SOURCE EXCERPT »
####
Lab 9 – Describing relationships

ENVX1002 Handbook

The University of Sydney
Published

Semester 1, 2025


Learning Outcomes
  • Calculate and interpret Correlation Coefficients in Excel and R
  • Produce scatterplots in Excel and R
  • Compare numerical and analytical model fitting methods in Excel
  • Fit simple linear models and obtain associated model summaries in R
  • Overlay fitted models onto scatterplots in R

Before you begin

Create your Quarto document and save it as Lab-09.Rmd or similar. The following data files are required:

  1. ENVX1002_practical_data_Regression.xlsx


Exercise 1: Linear Modelling in Excel

This exercise focusses on fitting the model parameters and demonstrating two ways a model can be fitted – numerical or analytical;

  • Analytical: equation(s) are used directly to find solution, e.g. estimate parameters that minimise residual sum of squares

  • Numerical: computer uses “random guesses” to find set of parameters to that minimises objective function, in this case residual sum of squares

We mostly use R for modelling, but R does everything automatically. It is important to know what is going on ‘behind the scenes’, which is why we are starting in Excel. Similar to the tutorial, you will be calculating each component of the model parameter step by step in the exercises that follow.


1.1 Horses

This is our example of Analytical fitting method.

The number of horses on Canadian farms appeared to decrease after the war:

year 1944 1945 1946 1947 1948
horse 28 26 22 20 19
  1. To see whether this is likely to be true, fit a model to the above data ‘by hand’ in Excel. To aid the calculation it is recommended to fill out the Excel table provided ENVX1002_practical_data_Regression.xlsx, you can find it in the spreadsheet labelled Horses.

Solution

b0 = 4693.4 b1 = -2.40 SSxy = -24 SSxx = 10 mean(x) = 1946 mean(y) = 23

The table we have provided in Excel has broken the regression parameter equations (b0, b1) into smaller components so you can understand the underlying mechanisms and where these values come from.

  1. Plot the two variables in Excel and fit a line. You can fit a number of models in Excel simply by right clicking on the scatter of points clicking Add Trendline …. Within the add Tendline window (see screenshot below), a number of options are given, here we want Linear and we want to tick display the Equation and Display r-squared on the chart.
####
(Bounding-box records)
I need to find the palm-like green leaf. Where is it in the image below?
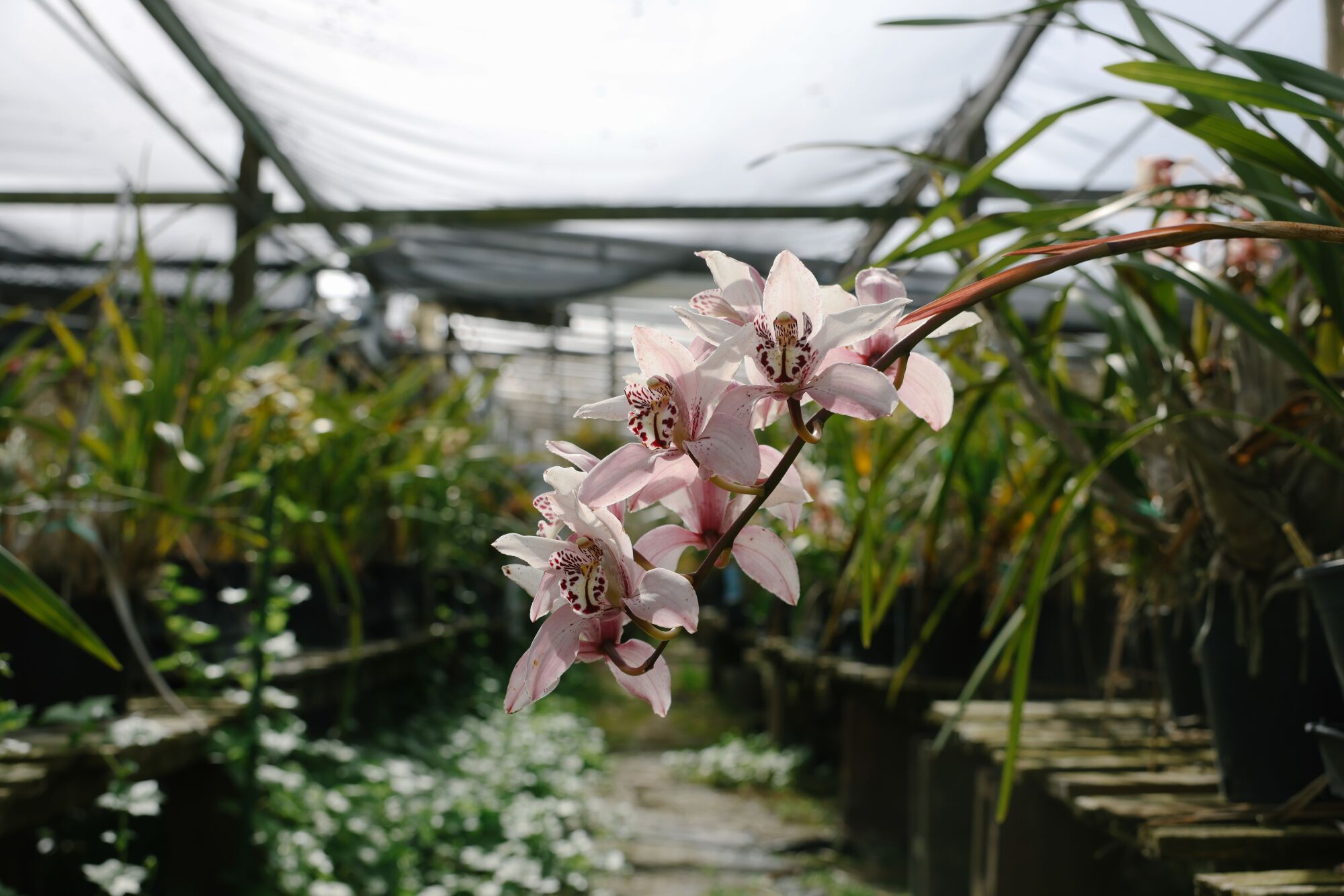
[0,547,121,669]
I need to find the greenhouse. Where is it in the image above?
[0,0,1344,896]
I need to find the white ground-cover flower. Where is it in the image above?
[663,736,804,790]
[108,715,168,748]
[219,588,247,603]
[261,631,298,660]
[82,858,149,896]
[98,780,164,815]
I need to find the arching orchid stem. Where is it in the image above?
[602,641,652,676]
[602,641,668,676]
[891,355,910,388]
[788,398,821,445]
[710,473,762,494]
[691,220,1344,588]
[625,610,683,641]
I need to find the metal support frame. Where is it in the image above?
[840,9,1056,279]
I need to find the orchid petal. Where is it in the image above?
[527,570,573,622]
[853,267,906,305]
[544,481,634,560]
[503,563,546,598]
[821,283,859,318]
[625,568,700,633]
[579,610,626,662]
[606,641,672,717]
[672,308,742,345]
[714,383,780,423]
[761,251,821,326]
[805,360,898,420]
[896,352,953,430]
[630,451,700,510]
[504,610,587,712]
[634,523,704,570]
[578,442,659,506]
[696,250,765,321]
[542,466,587,494]
[570,392,630,422]
[630,326,695,379]
[812,298,910,355]
[546,441,599,472]
[491,532,570,568]
[661,478,731,535]
[732,525,800,607]
[685,411,763,485]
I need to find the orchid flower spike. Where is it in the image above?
[574,326,761,505]
[831,267,980,430]
[495,466,700,715]
[634,482,798,606]
[720,253,910,420]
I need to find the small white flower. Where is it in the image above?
[83,858,148,896]
[261,631,298,660]
[261,686,298,709]
[219,588,247,603]
[0,737,32,756]
[108,715,168,747]
[98,780,164,815]
[308,880,355,896]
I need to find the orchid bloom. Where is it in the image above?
[634,481,798,606]
[720,253,910,420]
[832,267,980,430]
[495,466,699,715]
[574,326,761,505]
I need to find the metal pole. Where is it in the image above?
[228,130,262,314]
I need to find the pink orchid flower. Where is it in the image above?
[493,466,700,631]
[742,253,910,420]
[495,466,699,716]
[504,610,672,716]
[574,326,761,505]
[634,481,798,606]
[831,267,980,430]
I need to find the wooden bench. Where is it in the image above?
[1195,869,1344,896]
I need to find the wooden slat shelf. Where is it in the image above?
[926,700,1344,896]
[1195,869,1344,896]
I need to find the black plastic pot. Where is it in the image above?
[1199,586,1344,803]
[1152,607,1206,728]
[1297,560,1344,688]
[1306,721,1344,797]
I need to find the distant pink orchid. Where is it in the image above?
[743,253,910,420]
[832,267,980,430]
[574,326,761,506]
[634,481,798,606]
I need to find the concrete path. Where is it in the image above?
[594,752,884,896]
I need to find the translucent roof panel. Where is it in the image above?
[0,0,1322,269]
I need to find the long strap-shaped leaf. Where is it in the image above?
[0,547,121,669]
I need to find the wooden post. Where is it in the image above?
[228,130,263,314]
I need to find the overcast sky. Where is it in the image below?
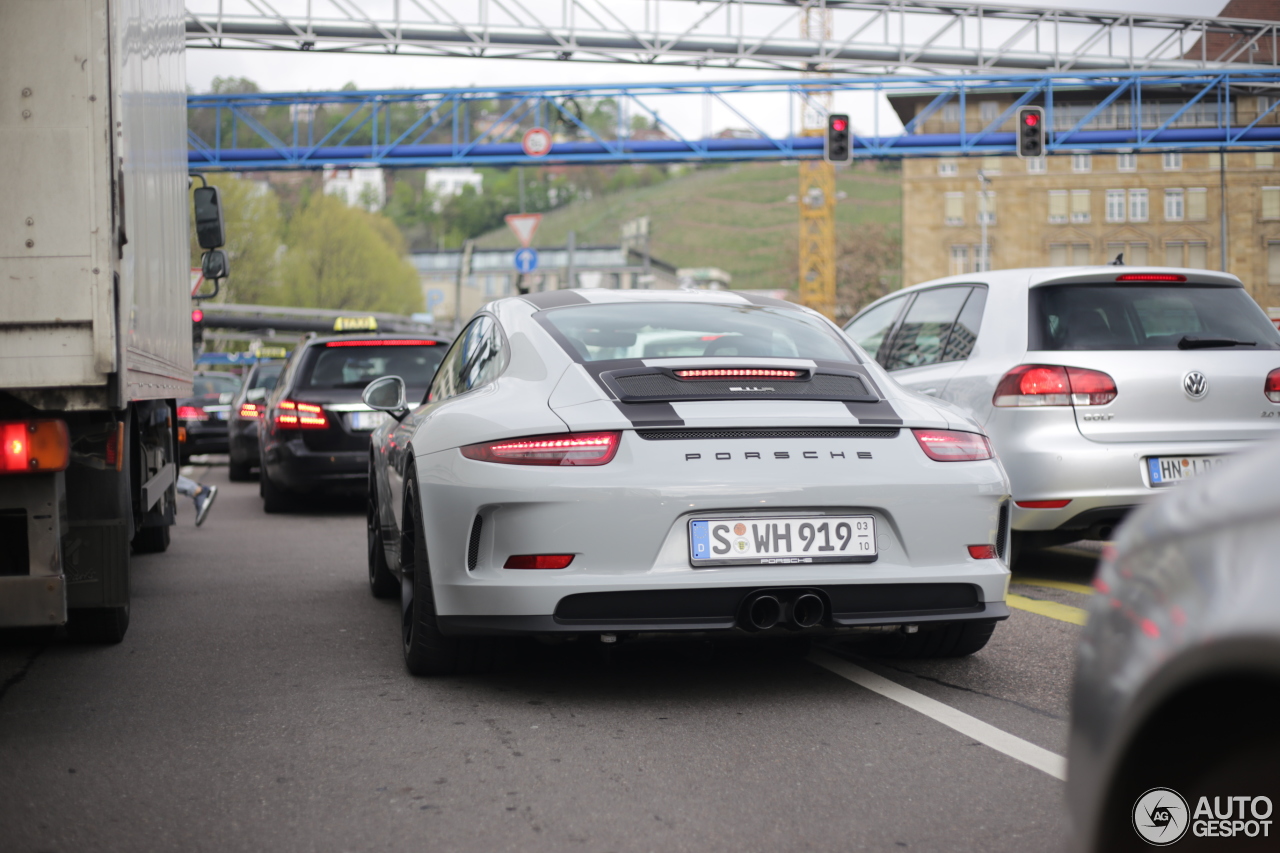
[187,0,1225,136]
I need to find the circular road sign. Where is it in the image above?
[521,127,552,158]
[516,248,538,273]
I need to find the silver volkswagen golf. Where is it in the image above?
[365,291,1009,674]
[845,266,1280,560]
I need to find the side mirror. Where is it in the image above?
[200,248,232,282]
[192,186,227,249]
[360,377,408,415]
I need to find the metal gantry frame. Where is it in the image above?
[187,0,1280,73]
[188,69,1280,170]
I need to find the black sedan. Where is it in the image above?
[178,373,241,464]
[227,361,284,482]
[259,333,449,504]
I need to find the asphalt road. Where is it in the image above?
[0,469,1093,853]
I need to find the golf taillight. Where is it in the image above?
[991,364,1116,406]
[275,400,329,429]
[1262,368,1280,402]
[502,553,573,569]
[460,433,622,465]
[911,429,991,462]
[0,420,72,474]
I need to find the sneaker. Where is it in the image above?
[195,485,218,528]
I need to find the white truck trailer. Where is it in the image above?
[0,0,215,643]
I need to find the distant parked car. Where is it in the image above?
[227,361,284,482]
[1066,443,1280,852]
[845,266,1280,560]
[178,373,241,465]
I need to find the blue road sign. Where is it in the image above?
[516,248,538,273]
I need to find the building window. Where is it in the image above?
[1071,190,1089,223]
[942,192,964,225]
[1262,187,1280,219]
[1187,241,1208,269]
[1129,190,1147,222]
[1048,190,1068,225]
[978,190,996,225]
[1107,190,1124,222]
[1187,187,1208,222]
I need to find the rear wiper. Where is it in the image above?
[1178,334,1258,350]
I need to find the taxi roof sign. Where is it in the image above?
[333,316,378,332]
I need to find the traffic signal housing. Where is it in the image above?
[822,114,854,163]
[1018,106,1044,160]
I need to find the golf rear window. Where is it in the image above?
[545,302,855,361]
[298,342,448,392]
[1028,283,1280,350]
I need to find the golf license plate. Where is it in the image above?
[347,411,387,433]
[1147,456,1226,487]
[689,515,877,567]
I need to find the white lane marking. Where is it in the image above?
[809,651,1066,781]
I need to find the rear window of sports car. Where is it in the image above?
[545,302,855,361]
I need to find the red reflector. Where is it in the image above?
[502,553,573,569]
[911,429,991,462]
[1116,273,1187,282]
[1262,368,1280,402]
[0,420,72,474]
[325,338,439,347]
[460,433,621,465]
[676,366,801,379]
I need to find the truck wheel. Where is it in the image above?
[67,601,130,646]
[133,524,169,553]
[868,619,996,657]
[401,480,497,675]
[259,470,297,514]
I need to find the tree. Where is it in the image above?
[280,193,422,314]
[188,174,282,305]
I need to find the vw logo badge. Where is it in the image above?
[1183,370,1208,400]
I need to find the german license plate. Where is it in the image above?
[689,515,877,567]
[347,411,387,433]
[1146,456,1226,487]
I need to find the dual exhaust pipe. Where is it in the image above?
[739,592,827,631]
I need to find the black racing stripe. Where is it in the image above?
[845,400,902,427]
[521,291,591,311]
[613,401,685,429]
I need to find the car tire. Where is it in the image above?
[401,480,498,675]
[365,484,401,598]
[259,470,297,514]
[868,619,996,658]
[133,524,169,553]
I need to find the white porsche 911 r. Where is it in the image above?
[365,289,1009,674]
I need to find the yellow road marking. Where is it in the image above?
[1009,575,1096,596]
[1005,593,1085,625]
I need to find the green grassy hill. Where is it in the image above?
[477,163,901,288]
####
SET EXERCISE 1 »
Answer these from the lab handout:
(a) What file name should the Quarto document be saved as?
(b) How many horses does the table list for 1946?
(c) What value of SSxx does the solution give?
SET EXERCISE 2 »
List every learning outcome given in the lab handout.
SET EXERCISE 3 »
Pick up the lab handout on fitting lines in Excel after its final sentence and carry it forward.
The entries have no connection to the lab handout.

EXPECTED OUTPUT 1 »
(a) Lab-09.Rmd or similar
(b) 22
(c) 10

EXPECTED OUTPUT 2 »
- Calculate and interpret Correlation Coefficients in Excel and R
- Produce scatterplots in Excel and R
- Compare numerical and analytical model fitting methods in Excel
- Fit simple linear models and obtain associated model summaries in R
- Overlay fitted models onto scatterplots in R

EXPECTED OUTPUT 3 »
Screenshot: Format Trendline


Solution

Should be a nice plot in excel, equations should match your calculated b0 and b1

The R-squared value is a measure of how well the model fits the data where 1.0 is a perfect fit; we will discuss this more in Week 10. The values which appear in the model equation should be the same as those obtained in your earlier calculations.

  1. Although it is important for the model equation, do you think the intercept provides a realistic value in this particular case? What does it mean?

Solution

The intercept is 4693, suggesting at the year zero, Canadian farms had 4693 horses. Other than to obtain an intercept, it does not make sense to extrapolate beyond the years we have data for.

  1. Calculate the correlation coefficient using the =CORREL function in Excel. Type =CORREL( and highlight the Year column, and then after a comma highlight the Horses column and close the brackets ).

Solution

r = -0.9798, meaning there is a strong relationship in the negative direction; i.e. as the years increase, the number of horses have decreased.

  1. If the relationship was non-linear would this would be a good statistic to use to describe the relationship between horse and years? Explain your answer.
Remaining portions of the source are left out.